+++ Dataset extract +++

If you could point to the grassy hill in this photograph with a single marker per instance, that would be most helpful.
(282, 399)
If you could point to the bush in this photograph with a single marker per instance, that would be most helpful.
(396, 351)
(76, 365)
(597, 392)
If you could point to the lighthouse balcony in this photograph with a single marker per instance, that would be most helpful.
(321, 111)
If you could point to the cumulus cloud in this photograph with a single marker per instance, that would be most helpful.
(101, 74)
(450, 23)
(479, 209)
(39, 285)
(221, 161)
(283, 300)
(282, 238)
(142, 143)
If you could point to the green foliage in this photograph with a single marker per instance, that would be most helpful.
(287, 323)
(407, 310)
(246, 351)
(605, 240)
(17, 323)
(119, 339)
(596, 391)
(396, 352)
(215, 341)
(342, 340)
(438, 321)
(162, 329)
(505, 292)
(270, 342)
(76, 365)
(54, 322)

+++
+++ Dataset extract +++

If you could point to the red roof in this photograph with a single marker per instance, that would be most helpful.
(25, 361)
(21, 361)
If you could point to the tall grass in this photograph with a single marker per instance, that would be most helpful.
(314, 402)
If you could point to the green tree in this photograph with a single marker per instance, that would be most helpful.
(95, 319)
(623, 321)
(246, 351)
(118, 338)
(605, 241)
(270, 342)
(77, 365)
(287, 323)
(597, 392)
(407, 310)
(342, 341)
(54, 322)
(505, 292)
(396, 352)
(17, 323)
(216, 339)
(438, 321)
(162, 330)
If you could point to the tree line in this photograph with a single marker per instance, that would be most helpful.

+++

Task =>
Pull out, word for word, only the lines from the one containing "If you could point to the green tree" through the one containing "If you could point to the tree", both of those lines included.

Solution to this exercise =>
If you could point to the green tree in this photograph with a single marker per instance, that would be most helpful.
(95, 319)
(623, 321)
(246, 351)
(118, 338)
(605, 241)
(270, 342)
(77, 365)
(287, 323)
(597, 392)
(407, 310)
(342, 341)
(54, 322)
(505, 292)
(396, 352)
(17, 323)
(216, 339)
(438, 321)
(162, 330)
If you could point to the tree line in this photograph with a single marker per instance, that would be most helpful.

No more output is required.